[Stored records]
* * * *
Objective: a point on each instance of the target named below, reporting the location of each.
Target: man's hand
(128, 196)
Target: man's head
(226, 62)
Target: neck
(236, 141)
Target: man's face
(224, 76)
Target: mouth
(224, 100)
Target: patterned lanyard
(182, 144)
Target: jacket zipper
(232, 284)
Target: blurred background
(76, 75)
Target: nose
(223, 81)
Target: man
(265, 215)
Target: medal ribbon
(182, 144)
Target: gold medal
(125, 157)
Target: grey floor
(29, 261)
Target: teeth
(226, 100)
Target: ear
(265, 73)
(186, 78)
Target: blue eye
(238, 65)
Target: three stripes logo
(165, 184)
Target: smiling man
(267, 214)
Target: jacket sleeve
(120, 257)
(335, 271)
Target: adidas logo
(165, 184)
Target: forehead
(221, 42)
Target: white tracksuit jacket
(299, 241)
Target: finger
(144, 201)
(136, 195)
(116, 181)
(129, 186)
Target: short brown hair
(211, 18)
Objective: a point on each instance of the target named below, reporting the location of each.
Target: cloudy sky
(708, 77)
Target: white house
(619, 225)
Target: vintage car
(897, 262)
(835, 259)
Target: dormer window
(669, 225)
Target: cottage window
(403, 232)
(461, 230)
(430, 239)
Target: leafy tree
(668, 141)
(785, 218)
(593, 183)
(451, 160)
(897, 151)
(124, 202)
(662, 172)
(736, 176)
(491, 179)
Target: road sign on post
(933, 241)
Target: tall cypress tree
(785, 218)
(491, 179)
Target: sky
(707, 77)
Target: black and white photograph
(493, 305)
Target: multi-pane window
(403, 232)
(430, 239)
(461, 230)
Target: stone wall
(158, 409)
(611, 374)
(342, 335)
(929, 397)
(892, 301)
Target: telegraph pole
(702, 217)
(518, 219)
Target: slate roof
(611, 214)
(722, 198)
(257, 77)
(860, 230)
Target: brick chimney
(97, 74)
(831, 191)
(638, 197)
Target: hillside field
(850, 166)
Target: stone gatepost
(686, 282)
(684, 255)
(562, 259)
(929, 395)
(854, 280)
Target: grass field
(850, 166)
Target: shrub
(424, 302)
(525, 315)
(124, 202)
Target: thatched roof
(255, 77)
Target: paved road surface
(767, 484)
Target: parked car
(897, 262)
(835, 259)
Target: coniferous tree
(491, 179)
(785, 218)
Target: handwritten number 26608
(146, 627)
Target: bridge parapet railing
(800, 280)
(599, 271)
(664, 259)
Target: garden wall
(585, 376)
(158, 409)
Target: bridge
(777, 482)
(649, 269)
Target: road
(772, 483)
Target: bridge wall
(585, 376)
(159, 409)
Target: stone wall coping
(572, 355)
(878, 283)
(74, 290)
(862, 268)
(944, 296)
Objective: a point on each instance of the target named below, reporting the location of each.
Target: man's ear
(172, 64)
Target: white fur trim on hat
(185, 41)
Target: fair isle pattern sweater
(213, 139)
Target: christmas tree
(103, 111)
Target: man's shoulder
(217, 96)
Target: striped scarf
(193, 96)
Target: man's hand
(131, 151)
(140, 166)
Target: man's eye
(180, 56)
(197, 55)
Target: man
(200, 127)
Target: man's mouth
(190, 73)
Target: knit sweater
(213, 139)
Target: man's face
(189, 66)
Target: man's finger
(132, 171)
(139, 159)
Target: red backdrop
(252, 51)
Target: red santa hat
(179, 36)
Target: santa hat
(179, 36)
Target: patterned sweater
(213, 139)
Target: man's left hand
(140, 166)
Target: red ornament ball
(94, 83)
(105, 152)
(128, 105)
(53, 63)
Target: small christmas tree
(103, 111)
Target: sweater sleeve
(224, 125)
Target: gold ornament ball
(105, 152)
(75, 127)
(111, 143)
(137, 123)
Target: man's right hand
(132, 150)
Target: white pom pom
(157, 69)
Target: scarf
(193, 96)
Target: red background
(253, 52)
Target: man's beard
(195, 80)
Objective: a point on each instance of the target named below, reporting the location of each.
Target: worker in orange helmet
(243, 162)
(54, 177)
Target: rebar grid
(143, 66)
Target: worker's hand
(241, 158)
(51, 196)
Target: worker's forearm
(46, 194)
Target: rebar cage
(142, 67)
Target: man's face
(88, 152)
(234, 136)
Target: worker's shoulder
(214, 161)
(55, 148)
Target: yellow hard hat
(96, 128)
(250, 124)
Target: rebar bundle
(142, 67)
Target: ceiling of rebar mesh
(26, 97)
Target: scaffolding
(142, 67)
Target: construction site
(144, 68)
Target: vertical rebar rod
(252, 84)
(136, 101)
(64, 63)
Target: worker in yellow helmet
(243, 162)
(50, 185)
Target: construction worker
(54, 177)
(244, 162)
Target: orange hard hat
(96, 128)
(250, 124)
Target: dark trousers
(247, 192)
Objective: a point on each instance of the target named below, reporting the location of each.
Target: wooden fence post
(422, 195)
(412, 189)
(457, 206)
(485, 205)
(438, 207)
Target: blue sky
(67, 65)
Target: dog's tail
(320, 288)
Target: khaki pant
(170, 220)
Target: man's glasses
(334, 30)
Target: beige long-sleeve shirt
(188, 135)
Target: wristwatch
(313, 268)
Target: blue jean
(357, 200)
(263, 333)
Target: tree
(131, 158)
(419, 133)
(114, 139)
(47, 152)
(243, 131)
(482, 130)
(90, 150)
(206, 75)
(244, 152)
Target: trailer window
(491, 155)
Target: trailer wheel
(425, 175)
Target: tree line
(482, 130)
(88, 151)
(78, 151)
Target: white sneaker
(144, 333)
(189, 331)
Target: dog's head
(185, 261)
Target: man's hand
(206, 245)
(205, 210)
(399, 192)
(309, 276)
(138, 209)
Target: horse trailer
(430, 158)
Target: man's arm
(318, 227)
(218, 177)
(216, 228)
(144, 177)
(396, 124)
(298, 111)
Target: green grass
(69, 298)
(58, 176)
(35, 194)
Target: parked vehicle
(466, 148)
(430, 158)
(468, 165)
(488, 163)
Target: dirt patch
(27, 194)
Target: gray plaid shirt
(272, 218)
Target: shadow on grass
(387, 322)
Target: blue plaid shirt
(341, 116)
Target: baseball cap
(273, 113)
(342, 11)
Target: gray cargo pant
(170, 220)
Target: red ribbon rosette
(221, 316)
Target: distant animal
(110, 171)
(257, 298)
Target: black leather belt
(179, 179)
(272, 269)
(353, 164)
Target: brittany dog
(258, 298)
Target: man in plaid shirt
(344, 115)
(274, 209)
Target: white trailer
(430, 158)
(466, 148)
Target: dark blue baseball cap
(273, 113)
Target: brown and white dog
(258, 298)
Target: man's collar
* * * *
*WHAT YOU WILL DO*:
All lines from the one containing "Target: shadow on grass" through the end of the data, and no others, are to be given again word for word.

*TASK ANSWER*:
Target: shadow on grass
(387, 322)
Target: blue plaid shirt
(341, 116)
Target: baseball cap
(273, 113)
(342, 11)
Target: gray cargo pant
(170, 220)
Target: red ribbon rosette
(221, 316)
Target: distant animal
(110, 171)
(257, 298)
Target: black leather belt
(179, 179)
(272, 269)
(353, 164)
Target: brittany dog
(258, 298)
Target: man in plaid shirt
(344, 115)
(274, 209)
Target: white trailer
(430, 158)
(466, 148)
Target: dark blue baseball cap
(273, 113)
Target: brown and white dog
(258, 298)
Target: man's collar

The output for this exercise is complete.